• **EXTRAIT DU TEXTE**:

* * * * * * * * *

Language of document : ECLI:EU:T:2021:574

Affaire T466/20

LF

contre

Commission européenne

 Arrêt du Tribunal (quatrième chambre) du 15 septembre 2021

« Fonction publique – Agents contractuels – Rémunération – Indemnité de dépaysement – Article 4, paragraphe 1, sous b), de l’annexe VII du statut – Refus d’octroi de l’indemnité de dépaysement – Résidence habituelle – Fonctions exercées dans une organisation internationale établie dans l’État d’affectation »

1.      Fonctionnaires – Rémunération – Indemnité de dépaysement – Conditions d’octroi – Fonctionnaires ou agents possédant la nationalité de l’État membre d’affectation – Résidence habituelle hors de l’État membre d’affectation durant la période de référence – Calcul de la période – Neutralisation des périodes de service effectuées pour un État ou une organisation internationale – Admissibilité – Conditions – Services effectués en dehors de l’État d’affectation

[Statut des fonctionnaires, annexe VII, art. 4, § 1, b) ; régime applicable aux autres agents, art. 20, § 2, 21 et 92]

(voir points 34, 39, 40, 48, 49, 53, 64, 65)

* * * * * * * * *

• **Données extraites d'une collection**:

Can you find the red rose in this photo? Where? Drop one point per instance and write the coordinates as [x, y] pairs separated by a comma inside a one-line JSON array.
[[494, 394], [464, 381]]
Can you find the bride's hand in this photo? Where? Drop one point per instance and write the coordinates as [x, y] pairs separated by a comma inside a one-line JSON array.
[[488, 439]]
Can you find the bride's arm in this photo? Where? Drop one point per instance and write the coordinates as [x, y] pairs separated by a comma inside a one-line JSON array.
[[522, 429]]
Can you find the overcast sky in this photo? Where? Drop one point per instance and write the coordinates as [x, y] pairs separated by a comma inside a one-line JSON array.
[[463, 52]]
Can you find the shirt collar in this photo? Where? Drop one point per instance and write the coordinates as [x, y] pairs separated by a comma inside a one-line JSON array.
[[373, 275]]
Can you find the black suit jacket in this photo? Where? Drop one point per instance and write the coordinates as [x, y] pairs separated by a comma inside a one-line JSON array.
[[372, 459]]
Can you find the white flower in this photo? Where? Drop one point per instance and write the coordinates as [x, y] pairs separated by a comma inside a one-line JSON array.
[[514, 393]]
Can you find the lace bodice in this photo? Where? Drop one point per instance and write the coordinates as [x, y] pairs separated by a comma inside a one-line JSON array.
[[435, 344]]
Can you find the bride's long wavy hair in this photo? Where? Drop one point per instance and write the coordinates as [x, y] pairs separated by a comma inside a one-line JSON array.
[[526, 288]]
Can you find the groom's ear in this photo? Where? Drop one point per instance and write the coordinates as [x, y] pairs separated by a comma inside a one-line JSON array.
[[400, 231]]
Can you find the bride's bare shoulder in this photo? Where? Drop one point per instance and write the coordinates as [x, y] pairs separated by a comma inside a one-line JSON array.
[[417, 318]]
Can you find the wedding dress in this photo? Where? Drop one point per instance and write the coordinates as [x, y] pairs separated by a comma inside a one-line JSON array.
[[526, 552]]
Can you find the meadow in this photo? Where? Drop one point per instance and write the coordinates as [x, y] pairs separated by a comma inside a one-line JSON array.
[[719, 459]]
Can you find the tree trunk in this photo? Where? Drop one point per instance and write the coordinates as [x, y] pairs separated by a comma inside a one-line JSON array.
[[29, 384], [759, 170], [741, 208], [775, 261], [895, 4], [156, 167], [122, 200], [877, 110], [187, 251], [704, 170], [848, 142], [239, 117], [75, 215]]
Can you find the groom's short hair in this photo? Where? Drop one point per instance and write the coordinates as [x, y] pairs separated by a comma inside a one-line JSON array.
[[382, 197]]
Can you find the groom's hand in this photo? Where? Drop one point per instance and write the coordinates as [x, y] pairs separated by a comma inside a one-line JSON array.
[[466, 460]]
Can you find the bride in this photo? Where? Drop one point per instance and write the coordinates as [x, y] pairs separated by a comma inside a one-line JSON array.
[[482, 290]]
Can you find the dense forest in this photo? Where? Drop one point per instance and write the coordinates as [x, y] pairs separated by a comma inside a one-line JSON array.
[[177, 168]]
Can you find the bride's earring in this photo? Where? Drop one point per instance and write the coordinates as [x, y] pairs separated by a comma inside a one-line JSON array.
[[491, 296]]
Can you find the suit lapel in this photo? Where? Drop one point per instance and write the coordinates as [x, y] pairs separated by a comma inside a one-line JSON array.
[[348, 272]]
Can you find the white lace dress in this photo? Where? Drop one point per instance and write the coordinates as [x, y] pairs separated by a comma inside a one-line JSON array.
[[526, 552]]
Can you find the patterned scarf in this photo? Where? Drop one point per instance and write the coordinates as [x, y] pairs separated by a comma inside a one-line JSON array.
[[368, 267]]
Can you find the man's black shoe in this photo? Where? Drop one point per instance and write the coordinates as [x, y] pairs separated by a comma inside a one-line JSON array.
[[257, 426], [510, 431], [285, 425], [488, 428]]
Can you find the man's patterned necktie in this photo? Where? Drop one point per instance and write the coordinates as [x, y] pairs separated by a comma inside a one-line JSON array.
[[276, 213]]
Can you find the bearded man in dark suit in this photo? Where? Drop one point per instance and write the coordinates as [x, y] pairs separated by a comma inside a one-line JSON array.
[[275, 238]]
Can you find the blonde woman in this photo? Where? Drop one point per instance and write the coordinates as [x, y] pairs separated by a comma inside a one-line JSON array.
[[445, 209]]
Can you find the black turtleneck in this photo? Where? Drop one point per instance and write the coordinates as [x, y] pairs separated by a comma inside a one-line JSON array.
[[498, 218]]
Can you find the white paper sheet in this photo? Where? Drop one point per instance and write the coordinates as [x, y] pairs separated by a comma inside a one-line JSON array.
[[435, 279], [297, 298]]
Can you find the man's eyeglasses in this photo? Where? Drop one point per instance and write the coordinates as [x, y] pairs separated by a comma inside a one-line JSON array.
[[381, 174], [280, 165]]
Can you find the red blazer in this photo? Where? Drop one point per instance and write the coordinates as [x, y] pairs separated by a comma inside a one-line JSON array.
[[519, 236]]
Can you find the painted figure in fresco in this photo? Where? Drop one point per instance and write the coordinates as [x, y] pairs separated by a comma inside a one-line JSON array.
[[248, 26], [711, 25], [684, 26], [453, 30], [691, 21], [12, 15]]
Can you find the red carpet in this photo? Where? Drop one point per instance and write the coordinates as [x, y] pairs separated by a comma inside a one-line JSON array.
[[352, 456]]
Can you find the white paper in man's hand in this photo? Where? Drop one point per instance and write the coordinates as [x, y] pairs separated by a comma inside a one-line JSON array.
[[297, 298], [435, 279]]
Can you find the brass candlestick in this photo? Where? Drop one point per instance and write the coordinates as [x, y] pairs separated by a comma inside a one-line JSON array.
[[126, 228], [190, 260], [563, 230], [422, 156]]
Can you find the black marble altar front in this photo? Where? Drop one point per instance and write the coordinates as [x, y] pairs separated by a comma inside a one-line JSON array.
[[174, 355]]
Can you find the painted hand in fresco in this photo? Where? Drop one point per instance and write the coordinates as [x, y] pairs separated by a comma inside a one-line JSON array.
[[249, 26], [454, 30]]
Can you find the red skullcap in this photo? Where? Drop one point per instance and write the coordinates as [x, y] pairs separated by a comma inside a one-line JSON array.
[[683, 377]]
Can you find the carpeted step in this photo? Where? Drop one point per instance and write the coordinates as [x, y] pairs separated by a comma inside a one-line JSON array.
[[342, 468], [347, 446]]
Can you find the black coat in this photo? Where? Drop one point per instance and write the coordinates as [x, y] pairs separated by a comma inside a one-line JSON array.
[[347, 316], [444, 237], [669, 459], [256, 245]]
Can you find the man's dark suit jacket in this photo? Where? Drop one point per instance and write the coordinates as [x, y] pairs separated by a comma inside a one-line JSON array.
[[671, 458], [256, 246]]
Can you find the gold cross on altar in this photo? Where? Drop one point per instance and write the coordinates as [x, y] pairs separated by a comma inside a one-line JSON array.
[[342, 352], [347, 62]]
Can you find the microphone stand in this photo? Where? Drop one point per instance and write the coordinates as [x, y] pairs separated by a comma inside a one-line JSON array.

* * * * * * * * *

• **CONSIGNE**: Donnez la suite de l'extrait de l'arrêt relatif à l'indemnité de dépaysement, en reprenant après sa dernière ligne.

• **RÉSULTAT DE L'EXERCICE**:
2.      Fonctionnaires – Rémunération – Indemnité de dépaysement – Conditions d’octroi – Fonctionnaires ou agents possédant la nationalité de l’État membre d’affectation – Résidence habituelle hors de l’État membre d’affectation durant la période de référence – Notion de résidence habituelle – Prise en compte des services effectués pour une organisation internationale établie dans l’État d’affectation – Admissibilité

[Statut des fonctionnaires, annexe VII, art. 4, § 1, b) ; régime applicable aux autres agents, art. 20, § 2, 21 et 92]

(voir points 66-72)

3.      Fonctionnaires – Rémunération – Indemnité de dépaysement – Conditions d’octroi – Résidence habituelle hors de l’État membre d’affectation durant la période de référence – Notion de résidence habituelle – Circonstances permettant de présumer la résidence habituelle au lieu d’affectation – Circonstances n’étant pas de nature à remettre en cause la réalité de cette résidence

[Statut des fonctionnaires, annexe VII, art. 4, § 1, b)]

(voir points 78, 79, 85-92, 102)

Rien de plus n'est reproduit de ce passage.